YOUR TASK: Can you render the lines of the records from the one containing "Query: <item>blue sky</item>" down to the one containing "Mark the region of every instance of the <item>flowering", both ends included, as a Markdown table with a Number column for the row number and a Text column for the line, omitting blank lines?

SUPPLIED ENTRIES:
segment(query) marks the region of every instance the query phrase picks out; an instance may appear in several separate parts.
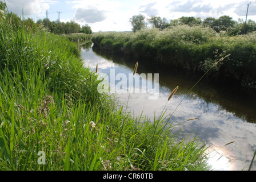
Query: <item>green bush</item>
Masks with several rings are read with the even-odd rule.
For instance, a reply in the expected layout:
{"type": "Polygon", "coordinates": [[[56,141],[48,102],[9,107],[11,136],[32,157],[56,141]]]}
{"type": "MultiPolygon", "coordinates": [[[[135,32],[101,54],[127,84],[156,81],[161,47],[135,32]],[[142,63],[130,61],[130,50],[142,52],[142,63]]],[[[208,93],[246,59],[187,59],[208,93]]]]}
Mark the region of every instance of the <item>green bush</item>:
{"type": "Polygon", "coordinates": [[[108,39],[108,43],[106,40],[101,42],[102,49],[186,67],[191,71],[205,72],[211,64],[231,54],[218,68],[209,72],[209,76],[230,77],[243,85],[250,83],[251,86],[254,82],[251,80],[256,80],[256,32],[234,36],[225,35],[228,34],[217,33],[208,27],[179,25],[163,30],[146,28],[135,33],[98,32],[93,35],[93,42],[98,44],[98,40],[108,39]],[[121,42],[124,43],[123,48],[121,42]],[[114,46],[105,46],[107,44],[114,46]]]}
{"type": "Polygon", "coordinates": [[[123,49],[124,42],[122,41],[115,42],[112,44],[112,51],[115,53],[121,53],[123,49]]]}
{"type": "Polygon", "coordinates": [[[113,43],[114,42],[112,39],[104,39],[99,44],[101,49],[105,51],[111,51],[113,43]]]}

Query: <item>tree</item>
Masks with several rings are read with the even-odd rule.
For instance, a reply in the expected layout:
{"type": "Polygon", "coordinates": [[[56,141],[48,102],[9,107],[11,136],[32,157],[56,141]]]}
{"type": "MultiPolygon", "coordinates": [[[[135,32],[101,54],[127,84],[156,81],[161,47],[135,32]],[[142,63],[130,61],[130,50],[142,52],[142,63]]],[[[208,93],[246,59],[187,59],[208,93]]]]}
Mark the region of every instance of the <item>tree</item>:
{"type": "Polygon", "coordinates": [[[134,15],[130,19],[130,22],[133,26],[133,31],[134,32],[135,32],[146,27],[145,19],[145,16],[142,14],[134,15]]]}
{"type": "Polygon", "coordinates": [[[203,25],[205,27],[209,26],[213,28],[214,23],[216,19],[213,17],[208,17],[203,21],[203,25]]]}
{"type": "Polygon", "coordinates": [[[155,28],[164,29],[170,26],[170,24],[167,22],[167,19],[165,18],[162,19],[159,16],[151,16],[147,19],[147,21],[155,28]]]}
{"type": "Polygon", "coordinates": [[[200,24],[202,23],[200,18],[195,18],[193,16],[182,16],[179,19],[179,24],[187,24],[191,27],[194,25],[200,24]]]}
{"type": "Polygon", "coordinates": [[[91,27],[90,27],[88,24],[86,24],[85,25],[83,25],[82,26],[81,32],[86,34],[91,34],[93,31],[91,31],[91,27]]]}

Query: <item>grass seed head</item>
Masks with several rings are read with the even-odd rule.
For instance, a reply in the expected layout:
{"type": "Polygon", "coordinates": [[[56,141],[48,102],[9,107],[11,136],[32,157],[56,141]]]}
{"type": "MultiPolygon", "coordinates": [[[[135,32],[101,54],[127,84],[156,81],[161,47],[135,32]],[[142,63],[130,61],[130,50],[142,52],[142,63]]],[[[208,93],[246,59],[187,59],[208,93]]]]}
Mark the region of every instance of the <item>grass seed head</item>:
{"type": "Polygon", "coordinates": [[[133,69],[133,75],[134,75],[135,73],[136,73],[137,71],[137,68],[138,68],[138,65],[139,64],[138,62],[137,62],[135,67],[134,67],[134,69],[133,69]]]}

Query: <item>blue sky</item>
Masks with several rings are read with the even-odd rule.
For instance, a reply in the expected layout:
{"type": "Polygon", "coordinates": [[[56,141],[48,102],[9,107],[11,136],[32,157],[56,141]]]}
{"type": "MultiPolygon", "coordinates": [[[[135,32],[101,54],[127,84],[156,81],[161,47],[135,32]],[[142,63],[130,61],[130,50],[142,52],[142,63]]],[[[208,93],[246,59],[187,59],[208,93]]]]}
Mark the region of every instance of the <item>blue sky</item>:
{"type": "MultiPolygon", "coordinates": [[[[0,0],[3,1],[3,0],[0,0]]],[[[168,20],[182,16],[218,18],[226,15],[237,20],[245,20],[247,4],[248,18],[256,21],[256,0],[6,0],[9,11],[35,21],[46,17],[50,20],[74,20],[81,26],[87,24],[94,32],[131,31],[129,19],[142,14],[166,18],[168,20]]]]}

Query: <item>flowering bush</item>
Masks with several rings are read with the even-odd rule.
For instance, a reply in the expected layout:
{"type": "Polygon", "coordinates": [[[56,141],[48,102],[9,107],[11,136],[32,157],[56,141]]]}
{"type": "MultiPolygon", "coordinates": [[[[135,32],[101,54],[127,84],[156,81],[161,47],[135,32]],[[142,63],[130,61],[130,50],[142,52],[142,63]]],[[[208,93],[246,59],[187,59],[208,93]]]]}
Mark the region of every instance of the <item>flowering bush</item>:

...

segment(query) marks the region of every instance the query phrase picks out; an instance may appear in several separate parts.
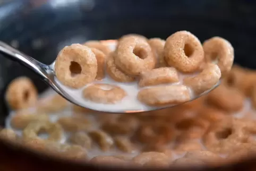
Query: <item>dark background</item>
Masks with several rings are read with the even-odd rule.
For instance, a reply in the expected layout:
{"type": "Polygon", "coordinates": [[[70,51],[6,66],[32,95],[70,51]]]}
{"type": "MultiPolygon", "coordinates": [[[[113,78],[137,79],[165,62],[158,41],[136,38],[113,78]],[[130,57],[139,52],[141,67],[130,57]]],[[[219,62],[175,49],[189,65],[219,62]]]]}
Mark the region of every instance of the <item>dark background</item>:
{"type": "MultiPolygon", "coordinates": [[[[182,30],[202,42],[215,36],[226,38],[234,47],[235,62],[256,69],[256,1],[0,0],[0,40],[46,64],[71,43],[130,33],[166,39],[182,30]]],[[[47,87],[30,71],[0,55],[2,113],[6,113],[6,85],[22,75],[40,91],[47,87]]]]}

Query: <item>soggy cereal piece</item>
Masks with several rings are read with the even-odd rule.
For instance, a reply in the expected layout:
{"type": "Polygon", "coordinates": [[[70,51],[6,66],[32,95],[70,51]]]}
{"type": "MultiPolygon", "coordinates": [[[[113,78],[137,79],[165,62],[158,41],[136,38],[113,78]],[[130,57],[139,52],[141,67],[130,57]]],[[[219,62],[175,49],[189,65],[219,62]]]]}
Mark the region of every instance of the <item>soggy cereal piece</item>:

RESULT OF THIS TASK:
| Number | Text |
|---|---|
| 1 | Query: <item>blue sky</item> |
| 2 | Masks with several rings are read with the even-odd rule. |
| 3 | For instance, a reply in the expected layout: |
| 4 | {"type": "Polygon", "coordinates": [[[56,141],[48,102],[9,107],[11,136],[32,157],[56,141]]]} |
| 5 | {"type": "MultiPolygon", "coordinates": [[[[135,32],[101,54],[127,84],[156,81],[161,47],[135,32]],[[142,63],[130,61],[130,50],[142,52],[142,63]]],[[[208,93],[246,59],[187,59],[208,93]]]]} |
| 6 | Mark the region of every instance of the <item>blue sky</item>: |
| 7 | {"type": "MultiPolygon", "coordinates": [[[[0,0],[3,1],[3,0],[0,0]]],[[[168,20],[182,16],[218,18],[226,15],[237,20],[245,20],[247,4],[248,18],[256,21],[256,0],[6,0],[9,11],[35,21],[46,17],[50,20],[74,20],[81,26],[87,24],[94,32],[131,31],[129,19],[142,14],[166,18],[168,20]]]]} |
| 8 | Query: <item>flowering bush</item> |
| 9 | Masks with several rings are read with the even-odd rule. |
| 10 | For instance, a reply in the expected layout: |
| 11 | {"type": "Polygon", "coordinates": [[[56,141],[48,102],[9,107],[11,136],[32,157],[56,141]]]} |
| 12 | {"type": "MultiPolygon", "coordinates": [[[[135,32],[101,54],[127,84],[156,81],[161,47],[135,32]],[[142,63],[130,61],[130,50],[142,52],[142,63]]],[[[208,93],[246,59],[187,59],[208,93]]]]} |
| 13 | Mark the region of every instance of the <item>flowering bush</item>: |